# Supplied passage
───
New York

Funerals Become Lonely Affairs Amid Coronavirus Pandemic

Robert Salerno, funeral director with McLaughlin & Sons funeral home in Brooklyn, wears a mask as he reviews a gravesite, shortly after a burial without family present because of coronavirus restrictions, Wednesday May 13, 2020, at Holy Cross Cemetery in the Brooklyn borough of New York
AP Photo/Bebeto Matthews

Mohammad Altaf, the generous spirit. Eudiana Smith, the trailblazer. Servius Collin, the caretaker. All were taken by COVID-19. And in death, all were robbed of the funerals they deserved.

As the coronavirus pandemic worked its way toward 100,000 U.S. deaths, a wave of shaken families has had to honor the dead apart and in small groups during an era of social distancing.

Restrictions on gatherings are only now being loosened, and many have been forced to deny themselves the collective show of affection that helps the living cope with grief.

When Smith, a retired mental health professional who died at age 73, was laid to rest at a cemetery this month near her home in Jersey City, New Jersey, mourners watched from their cars as workers interred the casket. Then, only one person at a time was allowed at her graveside.

“My mother was healthy and still full of life,” said her daughter, Erika Bermudez.

She called her mother a trailblazer, the first in the family to emigrate from Jamaica to the United States.

“I was robbed of the experience of being able to celebrate her life in a manner that would offer some kind of respect for the woman she was," Bermudez said.

Bermudez did her best, live-streaming the ceremony to friends and family who couldn't attend.

After Altaf, a car service driver and father of three young children, died in Brooklyn at age 48, two dozen men gathered at Al-Rayaan Muslim Funeral Services on May 17 for the traditional washing and prayer ceremonies.

“My brother, he’s got so many good friends, I was expecting maybe too many people would participate in the funeral," said his younger brother, Tariq Aziz. “But because of this kind of situation, it’s very risky."

Still, Aziz said, he is grateful to have given his brother his last rites, as the devoutly religious man known among his fellow Pakistanis for generosity and kindness would have wished.

“People who passed away with this kind of disease, the people, they don’t want to touch it,” Aziz said. “We’re trying not to think too much. We just keep praying for him that his soul is at peace and rest.”

Both New York and New Jersey have, in the past few days, loosened rules that had previously all but shut funerals down by barring groups of people from gathering.

But even the new rules will require subdued funerals.
───
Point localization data
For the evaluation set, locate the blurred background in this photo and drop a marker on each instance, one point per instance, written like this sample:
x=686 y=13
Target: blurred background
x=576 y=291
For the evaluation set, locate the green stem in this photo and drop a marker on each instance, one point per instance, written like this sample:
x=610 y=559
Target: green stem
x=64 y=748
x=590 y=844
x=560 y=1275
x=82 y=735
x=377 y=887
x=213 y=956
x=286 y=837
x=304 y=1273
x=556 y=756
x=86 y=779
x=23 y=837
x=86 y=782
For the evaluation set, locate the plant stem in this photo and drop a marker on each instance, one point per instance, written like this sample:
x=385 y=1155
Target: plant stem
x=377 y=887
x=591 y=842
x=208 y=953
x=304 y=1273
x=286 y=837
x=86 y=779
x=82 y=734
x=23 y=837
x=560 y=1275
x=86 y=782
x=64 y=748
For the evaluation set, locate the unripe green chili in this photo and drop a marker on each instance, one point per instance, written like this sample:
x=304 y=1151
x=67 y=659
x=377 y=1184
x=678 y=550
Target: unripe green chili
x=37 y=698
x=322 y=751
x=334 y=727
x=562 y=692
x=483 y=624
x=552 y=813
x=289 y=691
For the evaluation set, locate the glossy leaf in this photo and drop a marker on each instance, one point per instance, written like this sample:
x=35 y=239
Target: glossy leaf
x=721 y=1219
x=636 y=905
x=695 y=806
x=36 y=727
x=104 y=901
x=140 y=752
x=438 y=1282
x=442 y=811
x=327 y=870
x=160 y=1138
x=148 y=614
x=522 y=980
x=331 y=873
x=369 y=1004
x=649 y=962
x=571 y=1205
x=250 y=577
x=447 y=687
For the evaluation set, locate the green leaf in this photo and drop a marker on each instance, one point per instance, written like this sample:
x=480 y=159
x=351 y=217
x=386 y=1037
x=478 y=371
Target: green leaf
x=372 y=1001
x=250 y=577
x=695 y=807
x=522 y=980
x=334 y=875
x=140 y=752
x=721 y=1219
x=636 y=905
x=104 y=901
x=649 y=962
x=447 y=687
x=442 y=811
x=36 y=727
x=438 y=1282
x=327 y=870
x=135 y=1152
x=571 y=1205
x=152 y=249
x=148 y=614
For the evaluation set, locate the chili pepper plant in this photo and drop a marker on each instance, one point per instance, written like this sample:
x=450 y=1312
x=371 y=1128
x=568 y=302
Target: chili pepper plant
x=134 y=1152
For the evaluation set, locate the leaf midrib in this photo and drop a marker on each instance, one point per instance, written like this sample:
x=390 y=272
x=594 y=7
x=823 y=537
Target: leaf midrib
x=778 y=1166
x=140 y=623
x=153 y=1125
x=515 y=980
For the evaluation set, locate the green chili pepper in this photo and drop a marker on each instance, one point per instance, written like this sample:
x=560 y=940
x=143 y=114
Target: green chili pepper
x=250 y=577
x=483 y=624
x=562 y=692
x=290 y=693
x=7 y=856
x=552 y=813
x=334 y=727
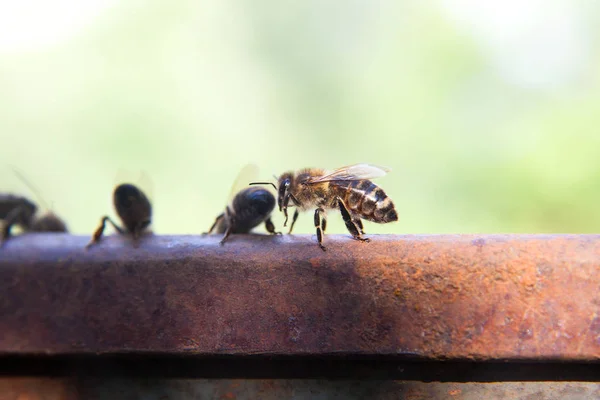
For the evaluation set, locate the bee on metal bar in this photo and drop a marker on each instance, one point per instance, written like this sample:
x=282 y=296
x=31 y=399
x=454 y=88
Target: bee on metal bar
x=134 y=210
x=20 y=211
x=247 y=209
x=347 y=189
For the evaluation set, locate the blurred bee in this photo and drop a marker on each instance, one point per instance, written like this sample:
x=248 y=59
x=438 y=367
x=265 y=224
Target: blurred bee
x=347 y=188
x=248 y=208
x=20 y=211
x=134 y=210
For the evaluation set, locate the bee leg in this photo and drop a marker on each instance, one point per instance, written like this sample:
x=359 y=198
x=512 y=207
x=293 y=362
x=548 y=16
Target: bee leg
x=230 y=224
x=358 y=223
x=270 y=227
x=138 y=231
x=350 y=224
x=10 y=220
x=100 y=230
x=294 y=218
x=214 y=225
x=320 y=224
x=285 y=215
x=227 y=233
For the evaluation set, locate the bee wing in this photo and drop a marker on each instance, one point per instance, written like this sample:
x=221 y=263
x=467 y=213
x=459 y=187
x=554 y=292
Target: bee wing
x=352 y=173
x=246 y=175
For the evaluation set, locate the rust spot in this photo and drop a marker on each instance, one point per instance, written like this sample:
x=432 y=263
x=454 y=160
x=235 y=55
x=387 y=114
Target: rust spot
x=458 y=296
x=480 y=242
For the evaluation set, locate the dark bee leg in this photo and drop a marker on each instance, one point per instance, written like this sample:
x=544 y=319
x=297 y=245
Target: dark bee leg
x=230 y=225
x=351 y=225
x=10 y=220
x=320 y=224
x=214 y=225
x=98 y=233
x=358 y=223
x=270 y=227
x=294 y=218
x=285 y=215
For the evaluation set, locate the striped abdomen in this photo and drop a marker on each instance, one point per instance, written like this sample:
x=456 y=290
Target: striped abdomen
x=369 y=201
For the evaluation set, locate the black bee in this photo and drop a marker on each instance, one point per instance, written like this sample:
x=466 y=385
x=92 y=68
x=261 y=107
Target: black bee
x=249 y=208
x=134 y=210
x=20 y=211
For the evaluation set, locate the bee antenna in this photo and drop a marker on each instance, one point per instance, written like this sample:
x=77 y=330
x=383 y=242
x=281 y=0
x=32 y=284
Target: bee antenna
x=30 y=186
x=263 y=183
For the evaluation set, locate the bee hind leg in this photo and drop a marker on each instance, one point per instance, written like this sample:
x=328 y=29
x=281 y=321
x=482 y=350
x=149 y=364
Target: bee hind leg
x=320 y=224
x=270 y=227
x=294 y=218
x=354 y=228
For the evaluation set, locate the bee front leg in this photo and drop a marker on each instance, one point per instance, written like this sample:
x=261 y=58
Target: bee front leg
x=350 y=224
x=230 y=225
x=320 y=224
x=10 y=220
x=100 y=230
x=357 y=221
x=285 y=215
x=270 y=227
x=294 y=218
x=214 y=225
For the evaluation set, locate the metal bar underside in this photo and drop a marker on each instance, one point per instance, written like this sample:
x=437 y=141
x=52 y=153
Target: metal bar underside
x=458 y=297
x=102 y=389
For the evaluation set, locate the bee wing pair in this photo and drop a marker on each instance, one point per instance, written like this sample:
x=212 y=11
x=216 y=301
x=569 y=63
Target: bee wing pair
x=351 y=173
───
# What you need to do
1. Based on the funerals article, say whether each statement agrees with it. Answer yes or no, and quote the words that decide it.
(a) Eudiana Smith was 73 when she died.
(b) The washing and prayer ceremonies for Mohammad Altaf took place at Holy Cross Cemetery.
(c) Smith was the first person in her family to emigrate from Jamaica to the United States.
2. Answer these questions using the funerals article.
(a) How many men gathered for Altaf's washing and prayer ceremonies?
(b) In what city was Smith's home?
(c) How did Bermudez include friends and family who couldn't attend?
3. Reproduce the funerals article word for word, starting with "Both New York" and going on through "people from gathering.".
Rely only on the article about coronavirus funerals.

# Solutions to the exercise
1.
(a) Yes: "a retired mental health professional who died at age 73"
(b) No: "two dozen men gathered at Al-Rayaan Muslim Funeral Services on May 17 for the traditional washing and prayer ceremonies"
(c) Yes: "the first in the family to emigrate from Jamaica to the United States"

2.
(a) Two dozen.
(b) Jersey City, New Jersey.
(c) She live-streamed the ceremony to them.

3.
Both New York and New Jersey have, in the past few days, loosened rules that had previously all but shut funerals down by barring groups of people from gathering.